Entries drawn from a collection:
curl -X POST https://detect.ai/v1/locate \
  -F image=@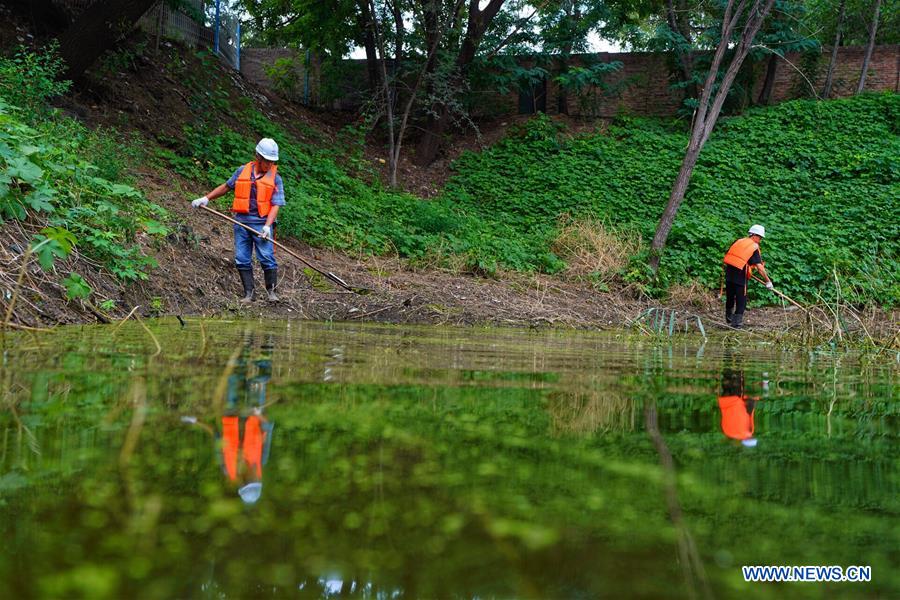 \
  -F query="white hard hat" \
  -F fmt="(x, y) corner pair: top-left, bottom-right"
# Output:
(256, 138), (278, 161)
(238, 481), (262, 504)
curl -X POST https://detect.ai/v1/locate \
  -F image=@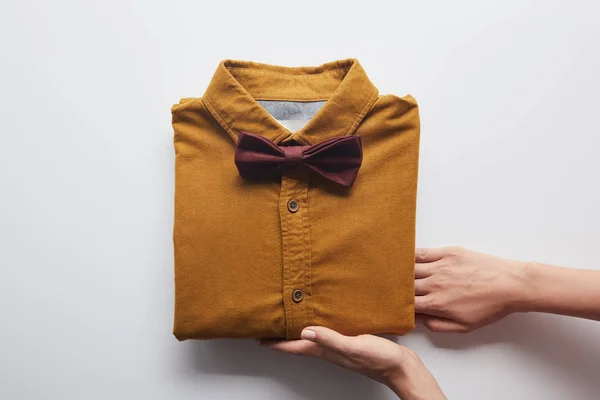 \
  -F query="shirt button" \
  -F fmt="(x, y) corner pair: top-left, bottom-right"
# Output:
(292, 289), (304, 303)
(288, 199), (300, 213)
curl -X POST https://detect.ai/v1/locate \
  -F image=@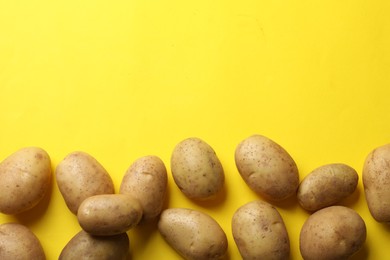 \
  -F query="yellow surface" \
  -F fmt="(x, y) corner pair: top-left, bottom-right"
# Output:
(0, 0), (390, 259)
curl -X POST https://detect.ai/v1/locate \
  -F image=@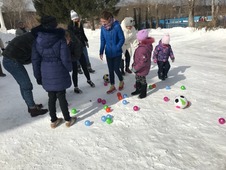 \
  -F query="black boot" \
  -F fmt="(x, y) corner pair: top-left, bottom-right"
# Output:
(131, 81), (141, 96)
(139, 84), (147, 99)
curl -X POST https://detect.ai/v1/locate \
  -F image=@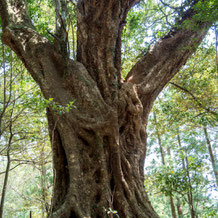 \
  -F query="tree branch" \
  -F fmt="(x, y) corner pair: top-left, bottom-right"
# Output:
(0, 0), (60, 84)
(126, 2), (212, 112)
(170, 82), (217, 116)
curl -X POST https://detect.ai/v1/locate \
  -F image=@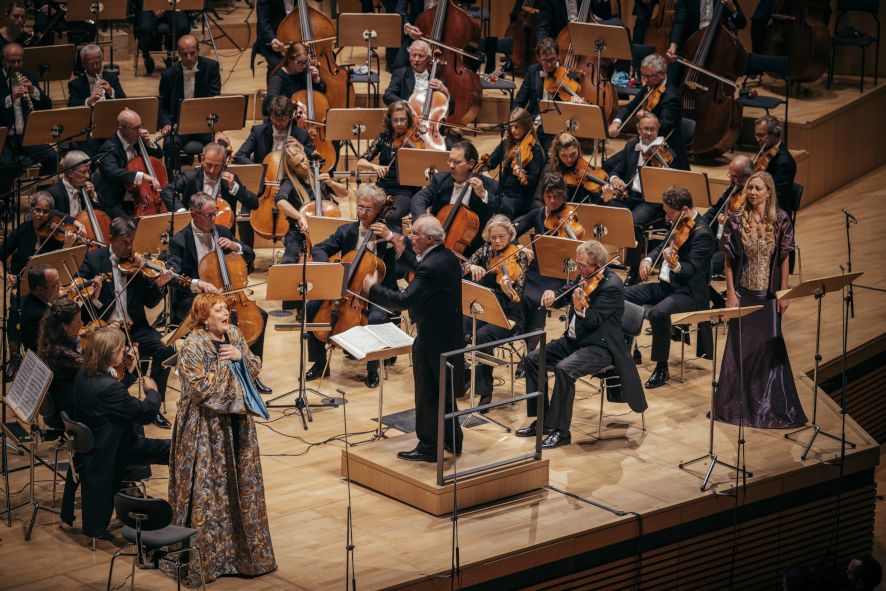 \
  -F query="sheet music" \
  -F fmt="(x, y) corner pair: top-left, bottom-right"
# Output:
(6, 350), (52, 424)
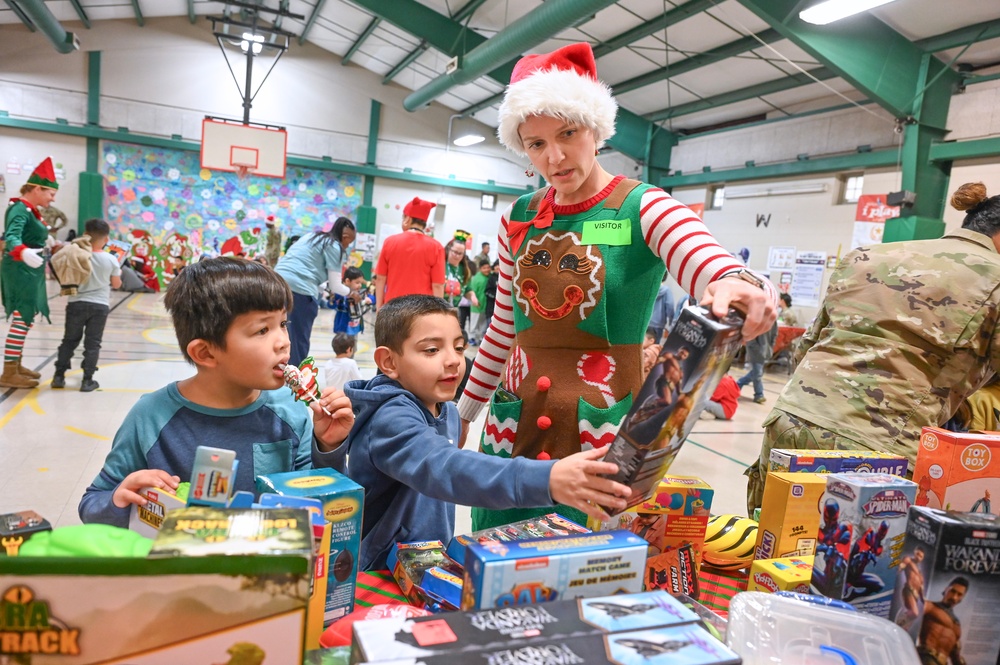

■ **STATED EXERCISE**
Pull every line from the entries above that contains the string "query". Reproduce each such line verbatim.

■ **THE OUTPUT**
  -F query="white hard hat" \
  -F query="shirt button" \
  -F query="yellow surface" \
  -F query="black boot" \
  -F query="tree branch" \
  -F query="sheet music" \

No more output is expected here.